__Brief__: Please lay out the part of the records that opens with the line containing "of the coat" and closes with the final line of the records as a numbered list, leaving out any blank lines.

|---|

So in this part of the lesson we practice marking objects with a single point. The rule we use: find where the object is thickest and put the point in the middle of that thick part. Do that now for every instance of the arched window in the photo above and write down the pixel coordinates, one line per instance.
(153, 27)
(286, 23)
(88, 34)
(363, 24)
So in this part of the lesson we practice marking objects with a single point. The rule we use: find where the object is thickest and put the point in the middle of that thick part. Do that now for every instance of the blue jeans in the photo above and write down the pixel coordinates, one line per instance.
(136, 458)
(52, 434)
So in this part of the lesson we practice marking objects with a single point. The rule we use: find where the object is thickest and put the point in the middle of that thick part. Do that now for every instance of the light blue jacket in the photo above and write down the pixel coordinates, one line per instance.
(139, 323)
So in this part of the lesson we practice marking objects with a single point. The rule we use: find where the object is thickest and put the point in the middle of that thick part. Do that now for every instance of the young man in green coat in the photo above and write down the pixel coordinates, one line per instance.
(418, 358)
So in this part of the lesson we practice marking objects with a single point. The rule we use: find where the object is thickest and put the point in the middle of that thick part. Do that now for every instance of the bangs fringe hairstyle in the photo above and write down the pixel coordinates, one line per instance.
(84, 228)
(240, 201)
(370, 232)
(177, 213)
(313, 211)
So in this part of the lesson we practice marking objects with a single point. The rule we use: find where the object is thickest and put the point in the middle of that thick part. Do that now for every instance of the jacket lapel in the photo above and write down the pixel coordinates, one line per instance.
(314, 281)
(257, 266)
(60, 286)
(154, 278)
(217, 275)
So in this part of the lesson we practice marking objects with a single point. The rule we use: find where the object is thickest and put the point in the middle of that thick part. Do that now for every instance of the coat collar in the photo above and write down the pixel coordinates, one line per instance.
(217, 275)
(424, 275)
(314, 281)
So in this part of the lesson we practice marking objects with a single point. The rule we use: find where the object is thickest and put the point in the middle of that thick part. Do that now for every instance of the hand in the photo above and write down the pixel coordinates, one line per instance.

|---|

__In response__:
1. So in this part of the lesson we practice marking objects with a single point. The rule we use: find where the object is thickest and put the point in the middle of that thick part. Do that now for every instance of the coat collar in the photo above and write down the pixel coordinates, one line per instance.
2. (217, 275)
3. (424, 275)
4. (314, 281)
5. So in this part of the lesson we practice marking objects with a single point. The rule we use: find where the object is thickest and put the point in the middle of that thick part. Do that now for every instance of the hand in the photo above and write down the pixel coordinates, one line per instance.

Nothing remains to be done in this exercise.